**Opdracht:** Geef het aantal regels in de lijst hieronder waarin de tekenreeks "stacked" voorkomt, waarbij hoofdletters en kleine letters als verschillend gelden. Antwoord met alleen dat getal.

Verzamelde gegevens
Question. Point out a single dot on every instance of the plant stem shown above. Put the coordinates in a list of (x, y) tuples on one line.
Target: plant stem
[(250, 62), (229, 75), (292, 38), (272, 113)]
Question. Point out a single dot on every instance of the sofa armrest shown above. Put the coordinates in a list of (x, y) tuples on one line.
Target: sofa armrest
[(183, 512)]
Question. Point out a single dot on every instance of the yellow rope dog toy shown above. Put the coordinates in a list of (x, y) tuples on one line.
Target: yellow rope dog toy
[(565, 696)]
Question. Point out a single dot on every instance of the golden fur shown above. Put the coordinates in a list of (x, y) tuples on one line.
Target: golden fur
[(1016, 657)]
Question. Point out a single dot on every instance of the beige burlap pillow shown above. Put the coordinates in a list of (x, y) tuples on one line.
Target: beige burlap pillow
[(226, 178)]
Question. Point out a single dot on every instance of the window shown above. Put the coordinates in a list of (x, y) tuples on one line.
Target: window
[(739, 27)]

* * *

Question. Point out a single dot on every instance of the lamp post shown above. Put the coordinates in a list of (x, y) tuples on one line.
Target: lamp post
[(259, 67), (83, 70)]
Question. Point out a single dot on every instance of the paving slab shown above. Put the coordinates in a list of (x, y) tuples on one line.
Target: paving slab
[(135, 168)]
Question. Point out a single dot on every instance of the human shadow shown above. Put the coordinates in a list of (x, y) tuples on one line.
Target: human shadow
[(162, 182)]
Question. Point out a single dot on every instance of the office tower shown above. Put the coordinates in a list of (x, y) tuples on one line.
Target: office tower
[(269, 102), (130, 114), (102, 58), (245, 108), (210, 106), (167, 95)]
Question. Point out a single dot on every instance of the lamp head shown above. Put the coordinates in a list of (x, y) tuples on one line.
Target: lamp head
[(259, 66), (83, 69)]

---

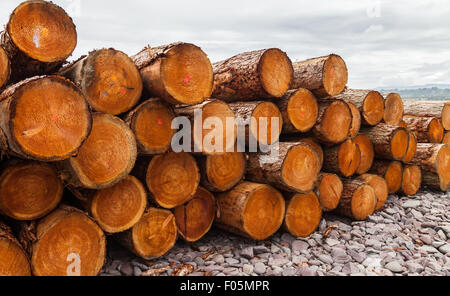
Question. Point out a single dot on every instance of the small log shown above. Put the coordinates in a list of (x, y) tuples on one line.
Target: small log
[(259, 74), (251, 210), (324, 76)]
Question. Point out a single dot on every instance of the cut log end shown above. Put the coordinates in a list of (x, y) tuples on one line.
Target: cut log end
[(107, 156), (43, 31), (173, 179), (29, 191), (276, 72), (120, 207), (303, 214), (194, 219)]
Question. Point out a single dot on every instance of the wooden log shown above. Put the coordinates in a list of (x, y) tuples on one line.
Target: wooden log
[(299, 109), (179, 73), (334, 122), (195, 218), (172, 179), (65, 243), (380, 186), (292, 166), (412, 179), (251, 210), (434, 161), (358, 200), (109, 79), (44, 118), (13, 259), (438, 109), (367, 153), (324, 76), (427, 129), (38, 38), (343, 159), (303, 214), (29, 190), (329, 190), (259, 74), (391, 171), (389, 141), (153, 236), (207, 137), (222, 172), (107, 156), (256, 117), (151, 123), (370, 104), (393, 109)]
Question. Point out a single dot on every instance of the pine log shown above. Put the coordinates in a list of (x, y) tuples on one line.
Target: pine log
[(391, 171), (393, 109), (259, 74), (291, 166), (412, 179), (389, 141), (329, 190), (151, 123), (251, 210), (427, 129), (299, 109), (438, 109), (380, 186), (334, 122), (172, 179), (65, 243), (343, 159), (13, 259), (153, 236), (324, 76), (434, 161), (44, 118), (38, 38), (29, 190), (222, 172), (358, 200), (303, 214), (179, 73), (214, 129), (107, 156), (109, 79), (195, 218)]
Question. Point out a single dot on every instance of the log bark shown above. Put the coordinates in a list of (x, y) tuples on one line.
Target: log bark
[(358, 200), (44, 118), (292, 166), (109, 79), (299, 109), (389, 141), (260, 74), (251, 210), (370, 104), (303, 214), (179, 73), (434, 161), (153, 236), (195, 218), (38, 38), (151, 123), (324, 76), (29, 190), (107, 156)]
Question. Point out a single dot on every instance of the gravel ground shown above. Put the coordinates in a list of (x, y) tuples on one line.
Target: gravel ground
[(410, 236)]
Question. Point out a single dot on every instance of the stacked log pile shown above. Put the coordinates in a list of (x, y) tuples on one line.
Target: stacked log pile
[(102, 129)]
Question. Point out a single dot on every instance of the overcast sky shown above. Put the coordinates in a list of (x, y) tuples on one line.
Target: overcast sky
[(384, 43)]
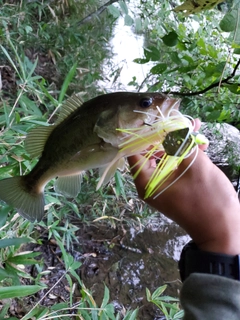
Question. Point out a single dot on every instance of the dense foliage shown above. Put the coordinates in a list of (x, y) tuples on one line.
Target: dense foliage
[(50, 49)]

**Schriftelijk antwoord:** 2